STATED GOAL
Show each line of the listing below that contains the word "white", copied in full.

-- -- --

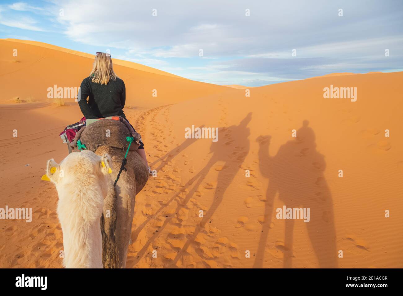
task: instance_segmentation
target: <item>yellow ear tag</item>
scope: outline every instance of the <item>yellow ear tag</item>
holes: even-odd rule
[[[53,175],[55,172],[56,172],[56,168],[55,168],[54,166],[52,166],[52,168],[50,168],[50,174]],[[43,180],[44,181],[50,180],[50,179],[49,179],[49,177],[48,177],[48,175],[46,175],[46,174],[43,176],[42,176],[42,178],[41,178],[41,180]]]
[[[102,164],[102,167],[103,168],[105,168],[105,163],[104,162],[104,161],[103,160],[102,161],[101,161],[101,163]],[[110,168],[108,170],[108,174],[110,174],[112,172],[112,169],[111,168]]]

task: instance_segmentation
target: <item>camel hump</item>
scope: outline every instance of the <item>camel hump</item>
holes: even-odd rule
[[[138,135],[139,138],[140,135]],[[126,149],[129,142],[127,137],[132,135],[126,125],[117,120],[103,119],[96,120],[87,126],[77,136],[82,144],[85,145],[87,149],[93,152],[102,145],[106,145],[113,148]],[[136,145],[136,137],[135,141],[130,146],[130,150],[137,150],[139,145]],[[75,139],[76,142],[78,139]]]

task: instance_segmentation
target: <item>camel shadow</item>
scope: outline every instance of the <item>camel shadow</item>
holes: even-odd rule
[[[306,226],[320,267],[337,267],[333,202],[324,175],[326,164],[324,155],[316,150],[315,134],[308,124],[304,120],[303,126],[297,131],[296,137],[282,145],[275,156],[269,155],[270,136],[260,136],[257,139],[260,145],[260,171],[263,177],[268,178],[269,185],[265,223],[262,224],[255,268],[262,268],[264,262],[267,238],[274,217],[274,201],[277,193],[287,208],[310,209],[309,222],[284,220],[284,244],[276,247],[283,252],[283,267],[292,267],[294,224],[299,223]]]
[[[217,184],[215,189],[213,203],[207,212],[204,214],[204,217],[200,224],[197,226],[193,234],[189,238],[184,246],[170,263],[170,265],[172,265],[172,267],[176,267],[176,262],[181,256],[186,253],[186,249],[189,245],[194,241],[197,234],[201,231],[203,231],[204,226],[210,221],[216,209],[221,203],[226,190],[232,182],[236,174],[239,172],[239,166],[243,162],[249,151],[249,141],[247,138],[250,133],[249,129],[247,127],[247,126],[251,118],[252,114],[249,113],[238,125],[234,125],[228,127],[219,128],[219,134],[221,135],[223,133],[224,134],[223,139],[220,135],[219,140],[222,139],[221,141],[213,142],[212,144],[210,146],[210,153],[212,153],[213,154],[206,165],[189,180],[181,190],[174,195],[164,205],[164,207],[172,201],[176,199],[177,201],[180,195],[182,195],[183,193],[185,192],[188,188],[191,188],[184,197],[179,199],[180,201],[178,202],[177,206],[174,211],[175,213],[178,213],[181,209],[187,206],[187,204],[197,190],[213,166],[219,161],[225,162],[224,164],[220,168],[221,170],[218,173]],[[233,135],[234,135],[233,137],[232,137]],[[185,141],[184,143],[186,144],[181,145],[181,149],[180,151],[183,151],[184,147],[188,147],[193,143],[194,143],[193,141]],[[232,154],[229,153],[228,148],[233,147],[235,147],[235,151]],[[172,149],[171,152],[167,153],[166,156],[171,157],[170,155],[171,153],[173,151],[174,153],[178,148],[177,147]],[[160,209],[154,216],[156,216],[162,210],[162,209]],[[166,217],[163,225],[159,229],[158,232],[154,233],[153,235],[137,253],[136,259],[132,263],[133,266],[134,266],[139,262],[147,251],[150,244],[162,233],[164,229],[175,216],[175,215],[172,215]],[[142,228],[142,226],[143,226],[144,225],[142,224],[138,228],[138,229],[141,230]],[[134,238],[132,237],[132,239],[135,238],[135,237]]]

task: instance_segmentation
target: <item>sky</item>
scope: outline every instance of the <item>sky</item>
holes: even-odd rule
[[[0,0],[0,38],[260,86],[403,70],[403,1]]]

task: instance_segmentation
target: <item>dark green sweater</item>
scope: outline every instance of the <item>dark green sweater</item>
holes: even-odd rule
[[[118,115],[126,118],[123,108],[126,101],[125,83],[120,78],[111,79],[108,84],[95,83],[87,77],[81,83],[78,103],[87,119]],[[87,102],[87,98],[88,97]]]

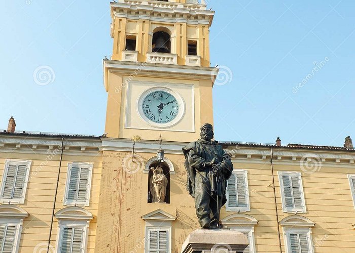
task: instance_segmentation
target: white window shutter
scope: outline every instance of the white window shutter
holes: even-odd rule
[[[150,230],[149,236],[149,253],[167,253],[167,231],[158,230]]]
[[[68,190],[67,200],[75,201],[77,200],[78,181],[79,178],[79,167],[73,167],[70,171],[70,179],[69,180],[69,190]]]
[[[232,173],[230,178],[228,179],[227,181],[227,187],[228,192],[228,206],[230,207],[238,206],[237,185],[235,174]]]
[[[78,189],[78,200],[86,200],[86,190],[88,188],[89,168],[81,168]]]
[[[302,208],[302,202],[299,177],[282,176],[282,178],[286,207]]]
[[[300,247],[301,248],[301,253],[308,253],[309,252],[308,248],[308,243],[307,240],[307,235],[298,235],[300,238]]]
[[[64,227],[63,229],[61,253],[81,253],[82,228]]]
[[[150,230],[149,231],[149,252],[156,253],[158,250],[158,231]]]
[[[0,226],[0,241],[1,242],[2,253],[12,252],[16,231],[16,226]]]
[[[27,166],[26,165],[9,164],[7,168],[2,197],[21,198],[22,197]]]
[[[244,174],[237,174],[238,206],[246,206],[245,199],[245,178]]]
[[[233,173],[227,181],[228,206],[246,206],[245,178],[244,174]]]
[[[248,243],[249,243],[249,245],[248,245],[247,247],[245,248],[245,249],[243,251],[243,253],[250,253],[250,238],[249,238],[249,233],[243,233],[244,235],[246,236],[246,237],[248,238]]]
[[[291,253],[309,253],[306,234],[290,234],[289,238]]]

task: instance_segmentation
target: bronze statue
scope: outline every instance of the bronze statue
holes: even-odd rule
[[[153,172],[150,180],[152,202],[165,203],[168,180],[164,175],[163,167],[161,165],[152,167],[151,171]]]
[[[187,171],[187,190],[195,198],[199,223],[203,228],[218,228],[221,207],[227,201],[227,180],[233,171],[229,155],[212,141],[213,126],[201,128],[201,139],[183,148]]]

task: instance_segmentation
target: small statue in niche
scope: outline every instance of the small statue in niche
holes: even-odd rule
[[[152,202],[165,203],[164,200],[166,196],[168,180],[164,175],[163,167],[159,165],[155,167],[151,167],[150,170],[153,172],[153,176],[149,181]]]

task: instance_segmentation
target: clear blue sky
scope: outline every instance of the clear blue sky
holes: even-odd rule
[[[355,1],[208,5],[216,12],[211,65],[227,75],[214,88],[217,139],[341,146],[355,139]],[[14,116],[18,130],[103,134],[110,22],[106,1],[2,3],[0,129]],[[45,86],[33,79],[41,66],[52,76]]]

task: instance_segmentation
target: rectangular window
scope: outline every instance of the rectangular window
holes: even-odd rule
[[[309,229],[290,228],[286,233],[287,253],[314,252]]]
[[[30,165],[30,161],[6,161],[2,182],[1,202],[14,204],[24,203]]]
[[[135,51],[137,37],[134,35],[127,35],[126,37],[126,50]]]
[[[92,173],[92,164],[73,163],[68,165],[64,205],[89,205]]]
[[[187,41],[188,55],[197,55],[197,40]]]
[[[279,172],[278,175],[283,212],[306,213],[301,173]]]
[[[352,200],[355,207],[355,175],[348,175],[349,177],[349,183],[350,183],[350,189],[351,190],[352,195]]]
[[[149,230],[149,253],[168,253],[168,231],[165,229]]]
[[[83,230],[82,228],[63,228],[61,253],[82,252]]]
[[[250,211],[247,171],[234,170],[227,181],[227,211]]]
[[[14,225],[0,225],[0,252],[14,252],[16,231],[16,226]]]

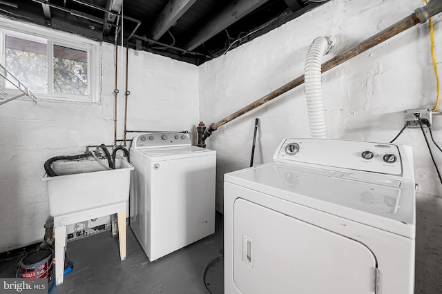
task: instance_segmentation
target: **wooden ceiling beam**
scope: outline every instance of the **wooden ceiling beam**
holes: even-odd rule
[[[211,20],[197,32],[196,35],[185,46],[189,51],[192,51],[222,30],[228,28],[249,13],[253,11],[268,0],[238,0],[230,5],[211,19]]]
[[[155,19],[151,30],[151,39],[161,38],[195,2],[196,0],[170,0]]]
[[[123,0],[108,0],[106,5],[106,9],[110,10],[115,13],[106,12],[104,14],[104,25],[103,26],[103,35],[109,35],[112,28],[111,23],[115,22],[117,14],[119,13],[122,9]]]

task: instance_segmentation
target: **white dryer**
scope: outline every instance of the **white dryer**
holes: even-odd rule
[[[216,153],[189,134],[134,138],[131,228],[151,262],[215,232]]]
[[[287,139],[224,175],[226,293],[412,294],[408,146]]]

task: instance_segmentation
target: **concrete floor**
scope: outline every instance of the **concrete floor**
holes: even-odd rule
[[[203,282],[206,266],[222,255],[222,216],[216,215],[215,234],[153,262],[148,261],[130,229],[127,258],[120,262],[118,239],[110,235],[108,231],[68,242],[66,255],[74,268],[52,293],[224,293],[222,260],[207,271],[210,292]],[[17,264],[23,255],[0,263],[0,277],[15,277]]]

-- -- --

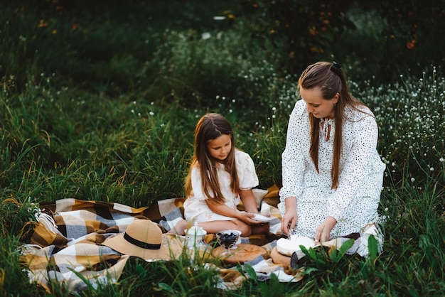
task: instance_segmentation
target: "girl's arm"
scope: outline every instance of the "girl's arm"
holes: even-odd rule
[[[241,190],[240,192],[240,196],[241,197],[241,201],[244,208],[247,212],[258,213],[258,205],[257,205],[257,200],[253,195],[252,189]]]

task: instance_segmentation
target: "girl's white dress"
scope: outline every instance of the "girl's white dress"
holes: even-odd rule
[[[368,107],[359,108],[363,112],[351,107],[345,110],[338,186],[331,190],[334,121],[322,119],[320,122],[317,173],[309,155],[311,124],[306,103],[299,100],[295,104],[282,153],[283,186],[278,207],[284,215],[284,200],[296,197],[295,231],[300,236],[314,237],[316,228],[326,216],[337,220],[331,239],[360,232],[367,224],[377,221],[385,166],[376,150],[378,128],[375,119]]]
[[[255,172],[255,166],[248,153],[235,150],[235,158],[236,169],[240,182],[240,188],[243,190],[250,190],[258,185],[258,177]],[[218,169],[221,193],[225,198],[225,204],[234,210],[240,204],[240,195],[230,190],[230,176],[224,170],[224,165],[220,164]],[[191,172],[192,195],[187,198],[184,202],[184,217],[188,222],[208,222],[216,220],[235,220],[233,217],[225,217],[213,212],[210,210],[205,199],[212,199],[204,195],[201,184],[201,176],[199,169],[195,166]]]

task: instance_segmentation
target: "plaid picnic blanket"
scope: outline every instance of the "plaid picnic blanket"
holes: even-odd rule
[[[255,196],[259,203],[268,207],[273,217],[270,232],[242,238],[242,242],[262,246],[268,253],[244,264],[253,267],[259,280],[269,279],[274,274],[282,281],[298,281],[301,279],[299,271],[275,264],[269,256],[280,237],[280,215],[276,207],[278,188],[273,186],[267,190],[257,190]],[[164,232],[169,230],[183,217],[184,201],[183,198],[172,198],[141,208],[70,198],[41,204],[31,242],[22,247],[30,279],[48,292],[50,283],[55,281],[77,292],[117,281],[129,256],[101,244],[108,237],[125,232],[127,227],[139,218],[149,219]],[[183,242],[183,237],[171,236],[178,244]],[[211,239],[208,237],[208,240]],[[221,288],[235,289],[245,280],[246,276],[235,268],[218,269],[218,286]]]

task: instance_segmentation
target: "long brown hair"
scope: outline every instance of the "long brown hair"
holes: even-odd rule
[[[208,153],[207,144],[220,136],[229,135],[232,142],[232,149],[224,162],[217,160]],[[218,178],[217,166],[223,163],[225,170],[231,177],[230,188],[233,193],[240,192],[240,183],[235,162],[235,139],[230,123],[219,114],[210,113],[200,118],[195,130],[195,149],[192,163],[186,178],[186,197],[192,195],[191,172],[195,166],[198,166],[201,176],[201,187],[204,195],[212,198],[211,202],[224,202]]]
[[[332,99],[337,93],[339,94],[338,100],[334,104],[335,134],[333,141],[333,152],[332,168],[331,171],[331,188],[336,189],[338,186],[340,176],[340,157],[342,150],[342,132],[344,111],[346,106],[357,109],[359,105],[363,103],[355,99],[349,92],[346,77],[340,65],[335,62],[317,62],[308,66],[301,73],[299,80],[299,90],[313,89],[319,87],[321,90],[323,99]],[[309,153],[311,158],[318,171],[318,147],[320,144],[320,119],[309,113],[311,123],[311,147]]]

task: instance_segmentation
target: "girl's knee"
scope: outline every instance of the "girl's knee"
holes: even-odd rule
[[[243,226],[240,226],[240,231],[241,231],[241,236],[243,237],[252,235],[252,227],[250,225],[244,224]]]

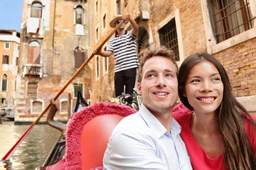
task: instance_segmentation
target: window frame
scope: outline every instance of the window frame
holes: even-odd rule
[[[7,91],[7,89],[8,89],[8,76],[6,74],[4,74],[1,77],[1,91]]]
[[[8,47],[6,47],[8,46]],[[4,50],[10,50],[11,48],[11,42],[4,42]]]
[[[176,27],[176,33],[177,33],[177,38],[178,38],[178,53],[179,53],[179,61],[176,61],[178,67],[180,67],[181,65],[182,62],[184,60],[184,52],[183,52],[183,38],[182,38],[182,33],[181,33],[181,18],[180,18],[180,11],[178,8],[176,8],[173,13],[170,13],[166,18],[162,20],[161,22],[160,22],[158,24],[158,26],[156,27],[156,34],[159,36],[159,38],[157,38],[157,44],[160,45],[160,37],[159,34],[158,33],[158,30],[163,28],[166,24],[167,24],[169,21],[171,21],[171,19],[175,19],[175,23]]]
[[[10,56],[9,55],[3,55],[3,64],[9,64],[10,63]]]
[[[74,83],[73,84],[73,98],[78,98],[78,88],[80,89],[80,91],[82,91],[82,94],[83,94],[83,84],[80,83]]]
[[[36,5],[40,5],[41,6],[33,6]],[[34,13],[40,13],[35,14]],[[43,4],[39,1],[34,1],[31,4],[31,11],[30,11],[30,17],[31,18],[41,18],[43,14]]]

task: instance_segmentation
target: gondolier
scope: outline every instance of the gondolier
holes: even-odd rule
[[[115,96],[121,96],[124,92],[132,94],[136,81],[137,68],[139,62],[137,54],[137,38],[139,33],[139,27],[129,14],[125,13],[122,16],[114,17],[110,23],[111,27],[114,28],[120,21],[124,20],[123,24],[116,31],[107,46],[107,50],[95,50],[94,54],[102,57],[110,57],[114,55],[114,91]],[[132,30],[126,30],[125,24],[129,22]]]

-- -- --

SOLVED PROBLEM
target: white window shutter
scope: outline every instance of the white window shutter
target: **white dryer**
scope: outline every instance of the **white dryer**
target: "girl's white dress"
scope: outline every instance of the "girl's white dress"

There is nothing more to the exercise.